_Directions for this task_
Reproduce all of the material exactly as shown.

Coordinate annotation records
+++

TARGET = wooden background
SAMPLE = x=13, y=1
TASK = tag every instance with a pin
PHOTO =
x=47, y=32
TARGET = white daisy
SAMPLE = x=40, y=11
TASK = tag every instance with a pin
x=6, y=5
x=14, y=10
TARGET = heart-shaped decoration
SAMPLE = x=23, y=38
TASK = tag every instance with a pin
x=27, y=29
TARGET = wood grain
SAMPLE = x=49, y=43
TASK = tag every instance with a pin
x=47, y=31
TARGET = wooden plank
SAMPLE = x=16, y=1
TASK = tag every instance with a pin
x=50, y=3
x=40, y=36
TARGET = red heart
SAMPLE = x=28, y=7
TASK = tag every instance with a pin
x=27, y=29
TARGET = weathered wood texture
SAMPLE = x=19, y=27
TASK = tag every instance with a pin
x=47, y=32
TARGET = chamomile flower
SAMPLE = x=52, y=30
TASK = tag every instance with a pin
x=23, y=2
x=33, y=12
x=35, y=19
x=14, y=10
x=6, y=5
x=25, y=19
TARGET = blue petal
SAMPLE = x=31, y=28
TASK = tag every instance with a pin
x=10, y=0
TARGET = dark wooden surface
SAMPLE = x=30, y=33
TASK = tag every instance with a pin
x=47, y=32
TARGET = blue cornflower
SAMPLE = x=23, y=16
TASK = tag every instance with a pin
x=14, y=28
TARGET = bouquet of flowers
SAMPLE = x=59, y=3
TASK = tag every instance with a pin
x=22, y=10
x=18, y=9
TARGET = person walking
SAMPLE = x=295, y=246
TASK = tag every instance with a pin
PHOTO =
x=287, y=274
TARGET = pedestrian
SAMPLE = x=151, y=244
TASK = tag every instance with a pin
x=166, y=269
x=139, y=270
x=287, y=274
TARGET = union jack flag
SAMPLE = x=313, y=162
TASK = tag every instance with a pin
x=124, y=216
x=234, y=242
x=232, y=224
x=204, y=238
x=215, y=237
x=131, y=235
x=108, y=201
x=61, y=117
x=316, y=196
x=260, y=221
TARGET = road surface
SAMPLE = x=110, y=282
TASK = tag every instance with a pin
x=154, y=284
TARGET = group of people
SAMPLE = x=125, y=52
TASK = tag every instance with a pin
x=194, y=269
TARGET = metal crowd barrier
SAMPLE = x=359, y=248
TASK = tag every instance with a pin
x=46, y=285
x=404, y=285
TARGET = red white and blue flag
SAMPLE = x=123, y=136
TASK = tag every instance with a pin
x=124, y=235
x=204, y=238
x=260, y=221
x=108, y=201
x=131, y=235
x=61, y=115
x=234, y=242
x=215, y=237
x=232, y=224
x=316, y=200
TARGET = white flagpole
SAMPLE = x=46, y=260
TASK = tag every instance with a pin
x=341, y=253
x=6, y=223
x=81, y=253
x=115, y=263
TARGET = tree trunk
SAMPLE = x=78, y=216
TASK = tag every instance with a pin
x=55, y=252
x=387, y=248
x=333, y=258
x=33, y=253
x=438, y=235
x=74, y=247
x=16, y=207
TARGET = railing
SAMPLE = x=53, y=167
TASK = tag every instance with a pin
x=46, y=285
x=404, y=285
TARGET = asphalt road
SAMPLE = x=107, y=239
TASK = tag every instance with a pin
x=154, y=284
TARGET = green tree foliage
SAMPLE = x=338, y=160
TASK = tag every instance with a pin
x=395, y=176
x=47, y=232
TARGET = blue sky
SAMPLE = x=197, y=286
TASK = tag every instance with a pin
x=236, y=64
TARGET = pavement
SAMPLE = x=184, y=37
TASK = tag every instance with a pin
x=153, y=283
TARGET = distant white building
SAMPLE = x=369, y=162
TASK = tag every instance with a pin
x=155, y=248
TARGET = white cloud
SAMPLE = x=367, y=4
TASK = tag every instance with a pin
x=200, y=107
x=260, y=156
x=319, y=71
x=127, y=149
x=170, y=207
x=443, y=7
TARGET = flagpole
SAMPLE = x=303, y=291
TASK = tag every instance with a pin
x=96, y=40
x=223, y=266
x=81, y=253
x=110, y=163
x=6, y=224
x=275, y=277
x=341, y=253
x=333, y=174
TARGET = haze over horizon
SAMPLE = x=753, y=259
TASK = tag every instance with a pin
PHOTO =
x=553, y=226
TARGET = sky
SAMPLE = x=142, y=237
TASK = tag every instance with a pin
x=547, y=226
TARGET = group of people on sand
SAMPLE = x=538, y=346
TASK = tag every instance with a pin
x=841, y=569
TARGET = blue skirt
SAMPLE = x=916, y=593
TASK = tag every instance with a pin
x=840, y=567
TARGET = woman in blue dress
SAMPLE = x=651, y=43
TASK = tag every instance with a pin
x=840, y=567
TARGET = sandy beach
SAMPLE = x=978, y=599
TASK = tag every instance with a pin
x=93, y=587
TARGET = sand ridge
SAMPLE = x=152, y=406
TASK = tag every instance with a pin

+++

_Task result_
TARGET = wooden background
SAMPLE = x=13, y=1
TASK = tag every instance with a pin
PHOTO =
x=47, y=32
TARGET = white daisy
SAMPLE = x=40, y=11
TASK = tag every instance with a pin
x=6, y=5
x=14, y=10
TARGET = heart-shaped decoration
SAMPLE = x=23, y=38
TASK = tag every instance with a pin
x=27, y=29
TARGET = wood grain
SAMPLE = x=49, y=43
TASK = tag every instance with a pin
x=47, y=31
TARGET = wooden plank
SAMPLE = x=16, y=1
TASK = tag every instance with a pin
x=50, y=3
x=40, y=36
TARGET = red heart
SAMPLE = x=28, y=7
TASK = tag every instance with a pin
x=27, y=29
TARGET = weathered wood texture
SAMPLE = x=19, y=27
TASK = tag every instance with a pin
x=47, y=32
TARGET = chamomile flower
SAMPLE = x=52, y=30
TASK = tag every instance with a pin
x=23, y=2
x=33, y=12
x=35, y=19
x=14, y=10
x=6, y=5
x=25, y=19
TARGET = blue petal
SAMPLE = x=31, y=28
TASK = tag every instance with a pin
x=10, y=0
TARGET = dark wooden surface
SAMPLE = x=30, y=33
TASK = tag every instance with a pin
x=47, y=32
TARGET = blue cornflower
SAMPLE = x=23, y=16
TASK = tag every instance with a pin
x=14, y=28
TARGET = bouquet of flowers
SAMPLE = x=59, y=3
TASK = tag every instance with a pin
x=22, y=10
x=18, y=9
TARGET = person walking
SAMPLE = x=295, y=246
TASK = tag every instance with a pin
PHOTO =
x=287, y=274
TARGET = pedestrian
SAMPLE = x=151, y=244
TASK = tag every instance with a pin
x=166, y=269
x=139, y=270
x=287, y=274
TARGET = union jack flag
SAMPLE = x=313, y=162
TASK = tag every instance with a pin
x=124, y=216
x=234, y=242
x=232, y=224
x=204, y=238
x=215, y=237
x=131, y=235
x=108, y=201
x=61, y=117
x=316, y=196
x=260, y=221
TARGET = road surface
SAMPLE = x=110, y=282
TASK = tag every instance with a pin
x=154, y=284
TARGET = group of people
SAMPLE = x=125, y=52
TASK = tag every instance with a pin
x=194, y=269
TARGET = metal crowd barrier
SAMPLE = x=359, y=248
TASK = tag every instance with a pin
x=46, y=285
x=404, y=285
TARGET = red white and blue flag
SAMPLE = x=123, y=136
TASK = tag every instance with a pin
x=124, y=235
x=204, y=238
x=260, y=221
x=108, y=201
x=131, y=235
x=61, y=115
x=234, y=242
x=215, y=237
x=232, y=224
x=316, y=200
TARGET = white flagpole
SAMPLE = x=46, y=260
TASK = tag every instance with a pin
x=341, y=253
x=6, y=223
x=81, y=253
x=115, y=263
TARGET = tree trunk
SAMPLE = x=78, y=216
TASK = tag every instance with a pin
x=55, y=252
x=387, y=248
x=333, y=258
x=33, y=253
x=438, y=235
x=74, y=247
x=16, y=207
TARGET = railing
SAMPLE = x=53, y=167
TASK = tag every instance with a pin
x=46, y=285
x=404, y=285
TARGET = asphalt road
SAMPLE = x=107, y=239
TASK = tag every instance with a pin
x=154, y=284
TARGET = green tree foliage
SAMPLE = x=338, y=160
TASK = tag every instance with a pin
x=395, y=176
x=47, y=232
TARGET = blue sky
SAMPLE = x=197, y=286
TASK = tag every instance with a pin
x=236, y=64
TARGET = pavement
SAMPLE = x=184, y=37
TASK = tag every instance with a pin
x=153, y=283
TARGET = distant white building
SAMPLE = x=369, y=162
TASK = tag every instance with a pin
x=155, y=248
TARGET = white cloud
SAMPLE = x=367, y=4
TASK = tag every instance with a pin
x=200, y=107
x=260, y=156
x=319, y=71
x=127, y=149
x=170, y=207
x=443, y=7
TARGET = flagpole
SAMPLE = x=303, y=291
TASK = tag every instance with a pin
x=96, y=40
x=223, y=266
x=81, y=253
x=110, y=163
x=6, y=224
x=275, y=277
x=341, y=253
x=333, y=174
TARGET = haze over horizon
SAMPLE = x=753, y=259
TASK = tag every instance with a pin
PHOTO =
x=553, y=226
TARGET = sky
SAMPLE = x=142, y=237
TASK = tag every instance with a pin
x=547, y=226
TARGET = group of people on sand
SAMPLE = x=538, y=346
TASK = tag every instance with a pin
x=841, y=569
TARGET = blue skirt
SAMPLE = x=916, y=593
TASK = tag every instance with a pin
x=840, y=567
TARGET = woman in blue dress
SAMPLE = x=651, y=43
TASK = tag every instance with a pin
x=840, y=567
TARGET = sandy beach
SAMPLE = x=978, y=599
TASK = tag every instance with a pin
x=93, y=587
TARGET = sand ridge
SAMPLE = x=152, y=406
TASK = tag every instance with a pin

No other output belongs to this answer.